[Named-object pointing records]
══════

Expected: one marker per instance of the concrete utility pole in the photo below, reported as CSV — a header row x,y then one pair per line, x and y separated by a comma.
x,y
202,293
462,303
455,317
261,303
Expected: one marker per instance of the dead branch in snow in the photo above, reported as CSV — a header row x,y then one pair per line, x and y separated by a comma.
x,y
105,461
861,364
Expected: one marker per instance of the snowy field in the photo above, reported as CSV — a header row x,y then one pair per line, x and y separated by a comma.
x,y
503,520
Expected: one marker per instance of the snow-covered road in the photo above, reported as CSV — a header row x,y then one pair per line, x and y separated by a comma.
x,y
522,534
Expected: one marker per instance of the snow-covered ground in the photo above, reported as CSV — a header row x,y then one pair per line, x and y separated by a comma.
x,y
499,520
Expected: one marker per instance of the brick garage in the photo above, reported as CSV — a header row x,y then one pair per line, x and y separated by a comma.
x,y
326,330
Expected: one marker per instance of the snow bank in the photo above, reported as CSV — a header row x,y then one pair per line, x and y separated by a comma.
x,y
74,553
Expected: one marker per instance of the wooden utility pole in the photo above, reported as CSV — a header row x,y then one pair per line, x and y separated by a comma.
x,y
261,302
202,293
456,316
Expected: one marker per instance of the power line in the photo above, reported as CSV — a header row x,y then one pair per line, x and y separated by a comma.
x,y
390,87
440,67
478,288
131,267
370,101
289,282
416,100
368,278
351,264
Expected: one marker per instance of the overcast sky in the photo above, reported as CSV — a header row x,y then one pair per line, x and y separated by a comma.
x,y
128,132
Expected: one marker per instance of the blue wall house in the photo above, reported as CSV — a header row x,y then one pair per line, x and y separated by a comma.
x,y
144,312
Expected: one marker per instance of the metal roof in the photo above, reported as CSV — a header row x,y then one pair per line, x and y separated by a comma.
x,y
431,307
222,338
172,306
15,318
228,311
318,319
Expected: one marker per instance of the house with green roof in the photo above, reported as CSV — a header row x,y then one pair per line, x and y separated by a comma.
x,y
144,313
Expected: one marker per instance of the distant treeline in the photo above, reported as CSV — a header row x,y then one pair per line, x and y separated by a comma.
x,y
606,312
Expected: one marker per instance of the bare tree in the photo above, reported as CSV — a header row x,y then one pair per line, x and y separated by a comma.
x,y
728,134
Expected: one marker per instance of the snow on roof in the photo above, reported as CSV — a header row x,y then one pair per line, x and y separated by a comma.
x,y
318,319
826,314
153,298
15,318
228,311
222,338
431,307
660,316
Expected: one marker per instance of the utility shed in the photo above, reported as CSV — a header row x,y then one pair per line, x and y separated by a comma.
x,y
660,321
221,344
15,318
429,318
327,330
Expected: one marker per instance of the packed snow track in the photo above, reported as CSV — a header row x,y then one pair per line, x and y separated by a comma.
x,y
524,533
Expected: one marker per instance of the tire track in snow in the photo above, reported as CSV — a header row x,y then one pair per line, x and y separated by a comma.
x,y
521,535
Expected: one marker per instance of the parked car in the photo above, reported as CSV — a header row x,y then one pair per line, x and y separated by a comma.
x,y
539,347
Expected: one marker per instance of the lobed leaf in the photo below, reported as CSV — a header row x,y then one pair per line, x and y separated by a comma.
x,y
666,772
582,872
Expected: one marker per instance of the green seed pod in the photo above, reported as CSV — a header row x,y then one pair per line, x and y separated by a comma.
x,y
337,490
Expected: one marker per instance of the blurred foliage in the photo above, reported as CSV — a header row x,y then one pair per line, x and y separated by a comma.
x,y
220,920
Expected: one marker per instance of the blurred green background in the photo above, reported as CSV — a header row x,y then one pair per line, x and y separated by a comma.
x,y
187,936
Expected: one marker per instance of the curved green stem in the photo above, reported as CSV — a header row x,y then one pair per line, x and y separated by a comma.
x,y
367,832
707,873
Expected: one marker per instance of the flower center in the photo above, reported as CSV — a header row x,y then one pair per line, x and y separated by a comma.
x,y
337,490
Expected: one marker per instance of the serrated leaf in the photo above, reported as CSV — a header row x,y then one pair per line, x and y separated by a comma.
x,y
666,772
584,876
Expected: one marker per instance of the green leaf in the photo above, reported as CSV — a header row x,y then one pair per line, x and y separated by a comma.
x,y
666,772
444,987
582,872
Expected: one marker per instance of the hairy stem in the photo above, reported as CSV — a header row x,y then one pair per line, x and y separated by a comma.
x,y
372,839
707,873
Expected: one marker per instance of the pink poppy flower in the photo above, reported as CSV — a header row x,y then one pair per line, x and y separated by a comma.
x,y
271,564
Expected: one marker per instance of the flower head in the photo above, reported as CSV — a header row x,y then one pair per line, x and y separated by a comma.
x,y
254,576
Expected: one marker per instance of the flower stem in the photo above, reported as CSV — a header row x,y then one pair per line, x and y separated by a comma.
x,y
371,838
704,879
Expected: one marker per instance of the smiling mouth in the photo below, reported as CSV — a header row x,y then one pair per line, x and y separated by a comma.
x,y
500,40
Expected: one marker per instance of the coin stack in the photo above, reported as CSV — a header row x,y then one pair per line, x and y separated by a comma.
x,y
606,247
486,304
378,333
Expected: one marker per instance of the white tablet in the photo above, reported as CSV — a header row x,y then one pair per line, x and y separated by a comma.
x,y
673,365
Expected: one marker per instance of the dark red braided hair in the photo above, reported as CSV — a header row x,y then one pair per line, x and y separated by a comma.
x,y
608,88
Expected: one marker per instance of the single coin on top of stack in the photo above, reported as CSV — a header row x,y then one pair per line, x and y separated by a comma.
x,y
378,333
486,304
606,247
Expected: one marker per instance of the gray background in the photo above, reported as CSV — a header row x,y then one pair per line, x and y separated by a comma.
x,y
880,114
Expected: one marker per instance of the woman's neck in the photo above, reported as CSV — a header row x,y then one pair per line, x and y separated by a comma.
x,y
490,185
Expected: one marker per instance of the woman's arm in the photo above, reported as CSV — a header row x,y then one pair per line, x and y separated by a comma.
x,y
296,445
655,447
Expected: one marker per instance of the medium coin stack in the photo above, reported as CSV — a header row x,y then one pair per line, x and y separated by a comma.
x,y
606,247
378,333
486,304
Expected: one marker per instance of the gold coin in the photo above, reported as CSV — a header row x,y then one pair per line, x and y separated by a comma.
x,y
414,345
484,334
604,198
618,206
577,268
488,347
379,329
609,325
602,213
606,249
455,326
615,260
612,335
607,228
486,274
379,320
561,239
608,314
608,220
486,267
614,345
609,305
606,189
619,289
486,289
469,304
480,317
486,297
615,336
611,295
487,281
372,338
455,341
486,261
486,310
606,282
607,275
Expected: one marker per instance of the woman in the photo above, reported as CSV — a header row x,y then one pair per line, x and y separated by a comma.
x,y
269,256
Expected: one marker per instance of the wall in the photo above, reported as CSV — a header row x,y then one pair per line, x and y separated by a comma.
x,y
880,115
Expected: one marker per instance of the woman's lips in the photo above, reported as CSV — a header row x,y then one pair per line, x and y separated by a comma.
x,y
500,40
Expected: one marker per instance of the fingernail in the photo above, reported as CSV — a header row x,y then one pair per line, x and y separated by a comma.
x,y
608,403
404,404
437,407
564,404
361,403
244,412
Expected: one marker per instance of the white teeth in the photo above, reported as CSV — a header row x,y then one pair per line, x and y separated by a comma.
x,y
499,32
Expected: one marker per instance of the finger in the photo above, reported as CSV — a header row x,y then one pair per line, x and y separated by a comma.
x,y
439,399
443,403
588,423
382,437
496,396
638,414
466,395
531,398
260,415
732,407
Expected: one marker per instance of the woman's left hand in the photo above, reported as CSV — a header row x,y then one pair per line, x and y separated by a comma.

══════

Set task: Only the lines from the one containing "Expected: one marker per instance of the woman in" to the end of the data should be printed, exactly as they stand.

Worked solution:
Expected: one marker per instance of the woman in the photo above, reported as CSV — a header row x,y then one pair per line, x and y separated by a comma.
x,y
269,256
Expected: one marker per instance of the wall in the photo above, reported as CSV — a header row x,y then one pair per line, x and y separated by a comma.
x,y
880,115
Expected: one marker per instance of the woman's lips in the photo above, reported as CSV — a header row x,y then one pair per line, x and y separated by a comma.
x,y
500,40
Expected: one marker per instance of the fingernail in the photo above, reported as CSV — a header row x,y then one pair per line, x and y separated by a comma.
x,y
608,403
404,404
437,407
564,404
361,403
244,412
Expected: one marker per instance of the white teeth in the photo above, reported as CSV — a header row x,y then one pair per line, x and y separated by a comma.
x,y
499,32
Expected: one marker per instance of the finger in the photo above, reported as CSV — a header row x,y then one pair per line, x and y separated by a comma.
x,y
439,399
443,403
588,423
382,437
496,396
638,414
466,395
531,398
260,415
732,407
Expected: one marker per instance of the woman's left hand in the photo above, reported as CSV — a header row x,y then one pair per line, x and y separated by a comma.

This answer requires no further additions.